■ **Text extract**
I'm not sure how old you are, but they are not that old, and they had series finalies and were ended properly, not nessasarily cancelled. Older shows were like even Stevens, that's so raven, Lizzie McGuire, and even older beyond that.

I do miss fosters home for imaginary friends, as well as a lot of the shows people already mentioned. Another show that was recently ended but has been around for a little while was 6teen (it's a canadian show haha but I think it's been on in America too) I enjoyed watching that.
I remember cat scratch too aha
Teen titans, I almost completely forgot about that show 

There was also this Canadian anime comic mix kinda show, that was called cybersix, aha I used to watch that all the time. It confuses kids sexuality I swear xD


----------



## WhitneyLeigh23 (Aug 21, 2012)

Tom said:


> That was pretty awesome, my family and I would watch it all once it hit Hulu. It left off on a cliffhanger didn't it?



yes, a HUGE one. it made me so mad.


----------



## Psychonaut (Aug 21, 2012)

i guess home movies wasn't really cancelled so much as had a really bad time getting viewers..

but i'd have liked to had a season or two more of h. jon and b. small.  comedy genius.


----------



## Electric Owl (Aug 25, 2012)

This might sound lame to some, but "Frasier"! I love that show!  At least the re-runs are never going to stop being aired..


----------



## -Aaron (Aug 25, 2012)

Oh, and to those guys who wanted Teen Titans, they're bringing it back, although it's not the same as last time. The artstyle looks like this, and that's about it. I forget if they're supposed to be 30-minute compilation of shorts, or a 30-minute episode. I think it's the latter.


----------



## Jeremy (Aug 25, 2012)

The best show ever is Trailer Park Boys.


----------



## SockHead (Aug 25, 2012)

Bacon Boy said:


> FYI
> 
> Teen Titans Go!
> 
> That is all.



FYI






Not the same.


----------



## TrainerRosie (Aug 25, 2012)

SockHead said:


> FYI
> 
> 
> 
> ...



BOOYAH!


----------



## SockHead (Aug 25, 2012)

TrainerRosie said:


> BOOYAH!



They're replacing the action with comedy. I don't like it.


----------



## TrainerRosie (Aug 25, 2012)

SockHead said:


> They're replacing the action with comedy. I don't like it.



Oh.


----------



## BellGreen (Aug 25, 2012)

SockHead said:


> They're replacing the action with comedy. I don't like it.



Ewww, action shows turning into comedy shows are a NO for me.


----------



## Kip (Aug 25, 2012)

I miss code lyoko and teen titans.

and as for anime i miss Katekyo Hitman Reborn although it wasn't canceled.


----------



## Brad (Aug 25, 2012)

Kip said:


> I miss code lyoko



Dude. Code Lyoko, was like, the best thing that happened during summer.


----------



## Kip (Aug 25, 2012)

Brad said:


> Dude. Code Lyoko, was like, the best thing that happened during summer.

■ **Dataset extract**
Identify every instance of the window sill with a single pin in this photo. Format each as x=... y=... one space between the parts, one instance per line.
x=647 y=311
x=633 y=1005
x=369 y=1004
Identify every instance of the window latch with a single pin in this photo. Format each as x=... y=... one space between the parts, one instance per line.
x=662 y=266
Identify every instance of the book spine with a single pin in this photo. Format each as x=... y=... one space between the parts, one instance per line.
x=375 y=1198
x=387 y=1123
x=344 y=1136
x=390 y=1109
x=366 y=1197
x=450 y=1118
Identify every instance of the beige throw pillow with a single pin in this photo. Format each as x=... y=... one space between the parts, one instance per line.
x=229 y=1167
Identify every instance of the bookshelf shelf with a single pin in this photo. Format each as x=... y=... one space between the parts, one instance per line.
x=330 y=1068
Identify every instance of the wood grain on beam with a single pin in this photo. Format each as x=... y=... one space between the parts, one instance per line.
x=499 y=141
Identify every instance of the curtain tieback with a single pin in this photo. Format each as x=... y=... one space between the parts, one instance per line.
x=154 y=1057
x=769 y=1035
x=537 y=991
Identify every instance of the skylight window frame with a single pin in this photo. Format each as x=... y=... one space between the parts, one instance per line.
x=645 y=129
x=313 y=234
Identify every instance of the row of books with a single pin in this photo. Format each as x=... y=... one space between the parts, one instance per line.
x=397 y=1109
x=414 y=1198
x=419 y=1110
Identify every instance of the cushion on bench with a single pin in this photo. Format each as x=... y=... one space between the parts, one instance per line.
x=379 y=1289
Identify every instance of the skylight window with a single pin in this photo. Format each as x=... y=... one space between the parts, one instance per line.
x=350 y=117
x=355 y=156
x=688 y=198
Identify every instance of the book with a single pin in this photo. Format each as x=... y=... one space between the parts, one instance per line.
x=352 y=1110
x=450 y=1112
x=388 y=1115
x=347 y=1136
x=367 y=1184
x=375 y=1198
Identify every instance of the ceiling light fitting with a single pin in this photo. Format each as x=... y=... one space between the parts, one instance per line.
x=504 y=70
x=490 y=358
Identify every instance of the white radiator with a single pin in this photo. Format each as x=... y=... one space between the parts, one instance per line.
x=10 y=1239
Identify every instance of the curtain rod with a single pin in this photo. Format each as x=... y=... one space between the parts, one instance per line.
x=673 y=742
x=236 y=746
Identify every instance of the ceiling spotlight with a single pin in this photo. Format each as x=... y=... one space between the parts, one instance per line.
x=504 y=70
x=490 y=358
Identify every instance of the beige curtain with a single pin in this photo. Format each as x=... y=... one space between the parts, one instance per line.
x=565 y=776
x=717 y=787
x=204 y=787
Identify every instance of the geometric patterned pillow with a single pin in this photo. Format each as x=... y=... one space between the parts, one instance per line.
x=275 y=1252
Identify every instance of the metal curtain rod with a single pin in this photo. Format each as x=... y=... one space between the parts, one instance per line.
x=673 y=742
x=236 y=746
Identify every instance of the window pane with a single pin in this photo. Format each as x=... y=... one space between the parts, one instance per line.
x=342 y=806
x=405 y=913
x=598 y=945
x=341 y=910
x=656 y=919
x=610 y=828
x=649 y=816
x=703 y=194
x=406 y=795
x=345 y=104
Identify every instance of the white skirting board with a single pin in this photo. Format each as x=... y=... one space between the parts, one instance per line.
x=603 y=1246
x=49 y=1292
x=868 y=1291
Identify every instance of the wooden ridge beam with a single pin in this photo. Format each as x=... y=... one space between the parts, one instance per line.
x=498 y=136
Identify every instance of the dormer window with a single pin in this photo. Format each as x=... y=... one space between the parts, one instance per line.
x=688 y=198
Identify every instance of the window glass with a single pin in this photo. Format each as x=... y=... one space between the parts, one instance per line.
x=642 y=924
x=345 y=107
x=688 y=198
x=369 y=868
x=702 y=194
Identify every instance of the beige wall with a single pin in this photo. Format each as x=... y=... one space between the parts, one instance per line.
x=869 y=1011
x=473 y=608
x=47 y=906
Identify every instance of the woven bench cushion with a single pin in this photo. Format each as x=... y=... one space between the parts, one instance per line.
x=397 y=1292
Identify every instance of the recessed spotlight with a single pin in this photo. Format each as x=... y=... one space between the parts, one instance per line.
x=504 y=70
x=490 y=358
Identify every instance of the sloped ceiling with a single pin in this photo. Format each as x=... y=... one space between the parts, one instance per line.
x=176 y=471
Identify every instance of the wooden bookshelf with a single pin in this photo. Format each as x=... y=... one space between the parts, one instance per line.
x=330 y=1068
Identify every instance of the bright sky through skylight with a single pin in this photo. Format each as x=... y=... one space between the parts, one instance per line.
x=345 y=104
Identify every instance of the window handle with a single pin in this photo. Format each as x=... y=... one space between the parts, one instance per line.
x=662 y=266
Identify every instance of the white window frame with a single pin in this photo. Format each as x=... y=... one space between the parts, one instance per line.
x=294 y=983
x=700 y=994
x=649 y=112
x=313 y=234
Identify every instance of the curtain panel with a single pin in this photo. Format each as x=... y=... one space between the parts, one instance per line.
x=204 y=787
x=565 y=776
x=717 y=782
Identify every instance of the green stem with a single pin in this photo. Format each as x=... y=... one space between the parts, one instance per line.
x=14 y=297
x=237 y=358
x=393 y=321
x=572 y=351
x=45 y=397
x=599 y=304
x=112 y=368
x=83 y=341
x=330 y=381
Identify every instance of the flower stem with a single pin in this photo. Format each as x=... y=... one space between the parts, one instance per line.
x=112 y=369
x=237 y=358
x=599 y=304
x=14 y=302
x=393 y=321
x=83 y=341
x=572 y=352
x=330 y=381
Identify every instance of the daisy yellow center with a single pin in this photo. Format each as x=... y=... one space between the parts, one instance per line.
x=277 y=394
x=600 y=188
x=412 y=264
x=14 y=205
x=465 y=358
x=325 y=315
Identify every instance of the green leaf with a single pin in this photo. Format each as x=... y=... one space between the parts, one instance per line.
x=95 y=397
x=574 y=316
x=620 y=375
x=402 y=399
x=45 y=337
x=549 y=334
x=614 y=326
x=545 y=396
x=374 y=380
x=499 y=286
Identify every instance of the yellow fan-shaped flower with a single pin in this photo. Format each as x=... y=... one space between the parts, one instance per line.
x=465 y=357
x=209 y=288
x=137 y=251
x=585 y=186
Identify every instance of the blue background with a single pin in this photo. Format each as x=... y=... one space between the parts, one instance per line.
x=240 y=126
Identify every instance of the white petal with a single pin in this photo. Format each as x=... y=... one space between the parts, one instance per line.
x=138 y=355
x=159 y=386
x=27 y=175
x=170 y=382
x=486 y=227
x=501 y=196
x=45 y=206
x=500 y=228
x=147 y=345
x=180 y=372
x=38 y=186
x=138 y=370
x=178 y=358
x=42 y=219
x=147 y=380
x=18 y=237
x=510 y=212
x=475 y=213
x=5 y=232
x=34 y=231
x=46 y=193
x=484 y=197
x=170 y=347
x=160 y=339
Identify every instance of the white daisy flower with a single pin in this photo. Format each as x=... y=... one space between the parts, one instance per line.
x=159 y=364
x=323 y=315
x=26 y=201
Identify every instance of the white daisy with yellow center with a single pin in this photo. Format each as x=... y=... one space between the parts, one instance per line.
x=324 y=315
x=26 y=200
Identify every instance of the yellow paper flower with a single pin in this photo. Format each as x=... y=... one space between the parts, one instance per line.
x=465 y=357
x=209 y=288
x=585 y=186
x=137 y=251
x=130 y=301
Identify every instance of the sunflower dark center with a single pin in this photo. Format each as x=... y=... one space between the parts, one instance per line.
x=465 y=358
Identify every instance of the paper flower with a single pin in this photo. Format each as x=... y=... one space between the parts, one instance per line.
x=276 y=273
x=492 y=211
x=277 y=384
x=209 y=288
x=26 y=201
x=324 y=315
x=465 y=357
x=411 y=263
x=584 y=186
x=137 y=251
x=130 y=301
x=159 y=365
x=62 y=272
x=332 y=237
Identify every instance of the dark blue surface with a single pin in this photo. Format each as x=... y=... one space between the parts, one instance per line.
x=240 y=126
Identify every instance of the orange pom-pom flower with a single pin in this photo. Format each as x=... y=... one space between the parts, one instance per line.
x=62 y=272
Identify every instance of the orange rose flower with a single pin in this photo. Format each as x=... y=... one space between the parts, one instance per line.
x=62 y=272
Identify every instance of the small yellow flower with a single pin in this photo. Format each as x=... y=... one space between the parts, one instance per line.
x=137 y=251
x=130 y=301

--

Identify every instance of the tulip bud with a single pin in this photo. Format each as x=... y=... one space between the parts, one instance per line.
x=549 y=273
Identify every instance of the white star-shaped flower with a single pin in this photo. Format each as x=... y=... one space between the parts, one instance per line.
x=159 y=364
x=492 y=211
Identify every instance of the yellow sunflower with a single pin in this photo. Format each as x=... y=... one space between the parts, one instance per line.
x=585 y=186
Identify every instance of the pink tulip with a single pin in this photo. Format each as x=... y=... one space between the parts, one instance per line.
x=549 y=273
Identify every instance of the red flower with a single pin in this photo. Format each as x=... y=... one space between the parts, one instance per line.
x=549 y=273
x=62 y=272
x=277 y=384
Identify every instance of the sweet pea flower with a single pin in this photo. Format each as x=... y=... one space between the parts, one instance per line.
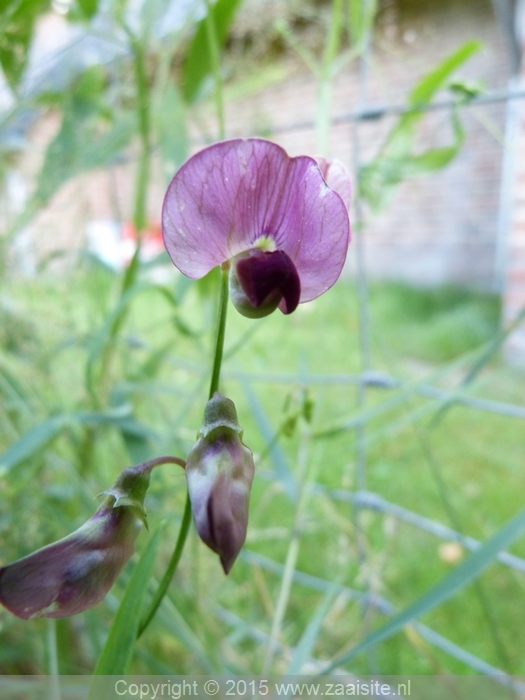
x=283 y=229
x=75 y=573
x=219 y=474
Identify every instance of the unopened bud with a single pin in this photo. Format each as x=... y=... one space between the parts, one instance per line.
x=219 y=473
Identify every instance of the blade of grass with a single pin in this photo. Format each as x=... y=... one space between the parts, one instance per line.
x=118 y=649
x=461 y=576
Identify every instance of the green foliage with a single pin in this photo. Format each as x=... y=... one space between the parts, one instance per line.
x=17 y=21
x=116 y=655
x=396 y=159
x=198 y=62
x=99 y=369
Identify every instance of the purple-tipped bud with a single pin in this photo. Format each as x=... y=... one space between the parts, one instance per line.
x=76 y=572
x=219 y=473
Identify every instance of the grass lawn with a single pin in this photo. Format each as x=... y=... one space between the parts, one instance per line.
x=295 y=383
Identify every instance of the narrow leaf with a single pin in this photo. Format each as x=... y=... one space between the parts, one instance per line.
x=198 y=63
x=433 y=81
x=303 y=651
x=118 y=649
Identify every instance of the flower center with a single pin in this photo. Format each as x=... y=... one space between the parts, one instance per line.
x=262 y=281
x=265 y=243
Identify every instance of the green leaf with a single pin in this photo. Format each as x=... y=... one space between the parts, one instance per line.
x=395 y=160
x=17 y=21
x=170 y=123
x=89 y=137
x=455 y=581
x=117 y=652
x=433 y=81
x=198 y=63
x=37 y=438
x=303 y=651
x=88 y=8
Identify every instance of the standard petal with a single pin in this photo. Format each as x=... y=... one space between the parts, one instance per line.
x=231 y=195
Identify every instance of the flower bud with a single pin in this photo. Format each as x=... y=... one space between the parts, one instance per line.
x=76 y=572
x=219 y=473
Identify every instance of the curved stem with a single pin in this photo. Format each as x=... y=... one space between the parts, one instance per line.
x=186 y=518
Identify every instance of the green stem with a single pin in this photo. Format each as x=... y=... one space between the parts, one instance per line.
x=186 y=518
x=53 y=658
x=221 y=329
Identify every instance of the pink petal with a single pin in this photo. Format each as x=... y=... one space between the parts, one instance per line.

---

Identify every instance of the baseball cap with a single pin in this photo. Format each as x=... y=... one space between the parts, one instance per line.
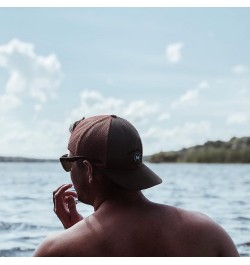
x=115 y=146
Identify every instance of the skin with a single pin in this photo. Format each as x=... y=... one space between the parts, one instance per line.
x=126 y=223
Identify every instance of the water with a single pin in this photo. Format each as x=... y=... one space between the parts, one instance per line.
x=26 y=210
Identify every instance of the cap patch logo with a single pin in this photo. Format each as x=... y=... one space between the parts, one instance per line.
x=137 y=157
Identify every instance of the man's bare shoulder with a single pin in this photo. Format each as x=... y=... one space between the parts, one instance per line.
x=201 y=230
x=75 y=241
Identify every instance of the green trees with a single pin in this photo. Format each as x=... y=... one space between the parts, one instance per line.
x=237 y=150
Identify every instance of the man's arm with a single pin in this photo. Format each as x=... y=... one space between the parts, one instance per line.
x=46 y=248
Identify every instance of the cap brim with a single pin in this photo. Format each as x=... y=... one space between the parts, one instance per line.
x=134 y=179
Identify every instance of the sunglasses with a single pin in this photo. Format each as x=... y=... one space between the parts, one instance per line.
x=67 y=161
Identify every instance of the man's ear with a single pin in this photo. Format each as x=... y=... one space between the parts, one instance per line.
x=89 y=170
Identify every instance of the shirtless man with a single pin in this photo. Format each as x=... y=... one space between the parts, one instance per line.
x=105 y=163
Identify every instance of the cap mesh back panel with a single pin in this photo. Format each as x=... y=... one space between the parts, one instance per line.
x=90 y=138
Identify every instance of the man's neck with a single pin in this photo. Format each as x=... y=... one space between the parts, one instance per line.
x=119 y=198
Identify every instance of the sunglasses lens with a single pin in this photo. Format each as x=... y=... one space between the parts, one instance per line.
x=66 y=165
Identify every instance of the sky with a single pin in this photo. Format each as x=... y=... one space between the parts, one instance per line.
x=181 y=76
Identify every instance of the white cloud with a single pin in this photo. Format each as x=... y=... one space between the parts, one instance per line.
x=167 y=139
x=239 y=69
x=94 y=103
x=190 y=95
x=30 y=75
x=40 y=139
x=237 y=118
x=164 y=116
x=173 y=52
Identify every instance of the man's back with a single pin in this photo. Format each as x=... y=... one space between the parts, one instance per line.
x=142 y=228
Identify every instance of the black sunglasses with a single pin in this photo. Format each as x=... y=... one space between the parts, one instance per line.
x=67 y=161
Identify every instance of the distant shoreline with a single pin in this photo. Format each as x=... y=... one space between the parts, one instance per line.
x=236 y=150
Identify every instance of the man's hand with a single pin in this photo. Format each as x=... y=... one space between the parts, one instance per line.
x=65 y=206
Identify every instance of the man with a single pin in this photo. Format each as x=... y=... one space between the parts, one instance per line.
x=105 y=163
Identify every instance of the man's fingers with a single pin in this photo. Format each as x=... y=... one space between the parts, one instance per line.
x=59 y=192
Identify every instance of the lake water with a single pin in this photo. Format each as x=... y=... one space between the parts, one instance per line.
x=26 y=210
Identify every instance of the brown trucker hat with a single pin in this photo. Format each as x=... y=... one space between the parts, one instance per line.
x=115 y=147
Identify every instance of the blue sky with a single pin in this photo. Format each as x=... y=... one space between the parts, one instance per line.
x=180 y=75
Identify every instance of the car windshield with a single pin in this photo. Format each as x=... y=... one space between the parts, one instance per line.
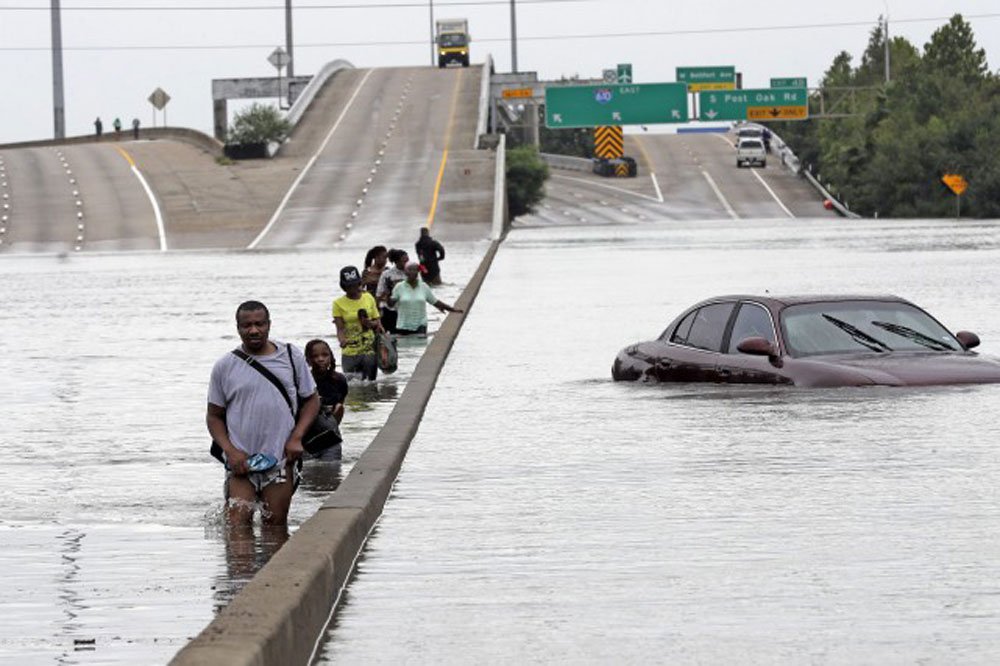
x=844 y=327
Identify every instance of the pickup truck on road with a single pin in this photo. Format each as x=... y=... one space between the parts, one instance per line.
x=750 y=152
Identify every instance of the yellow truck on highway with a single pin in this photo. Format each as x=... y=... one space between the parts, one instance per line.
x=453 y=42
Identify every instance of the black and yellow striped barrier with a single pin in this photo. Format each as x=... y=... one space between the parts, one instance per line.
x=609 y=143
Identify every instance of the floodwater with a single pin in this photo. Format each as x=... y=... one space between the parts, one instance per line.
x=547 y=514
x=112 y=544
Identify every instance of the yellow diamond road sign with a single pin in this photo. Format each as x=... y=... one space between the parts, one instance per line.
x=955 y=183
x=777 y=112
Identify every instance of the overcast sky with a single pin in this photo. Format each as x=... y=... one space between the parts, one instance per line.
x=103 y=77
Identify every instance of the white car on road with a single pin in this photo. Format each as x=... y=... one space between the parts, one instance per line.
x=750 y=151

■ **Required actions**
a: Please extract the passage of the forum thread about missed TV shows from "but i'd have" to "stop being aired.." without changing a word.
b: In the records, take the lines from the line with "Identify every instance of the standard" to the line with "x=221 y=329" and replace "stem" with "stalk", leaving everything else as it is. Return only those lines.
The forum thread and the records are unrelated material.

■ **Answers per task**
a:
but i'd have liked to had a season or two more of h. jon and b. small.  comedy genius.


----------



## Electric Owl (Aug 25, 2012)

This might sound lame to some, but "Frasier"! I love that show!  At least the re-runs are never going to stop being aired..

b:
Identify every instance of the standard petal with a single pin in this photo. Format each as x=... y=... one space between the parts, one instance per line.
x=231 y=195
Identify every instance of the flower bud with a single pin in this photo. Format each as x=... y=... one space between the parts, one instance per line.
x=76 y=572
x=219 y=473
Identify every instance of the curved stalk with a single pin in this photo. Format each as x=... y=... one space between the parts, one instance per line.
x=186 y=518
Identify every instance of the green stalk with a single pin in this photo. Format each as x=... y=... one space between the parts, one instance per line.
x=186 y=518
x=53 y=658
x=221 y=329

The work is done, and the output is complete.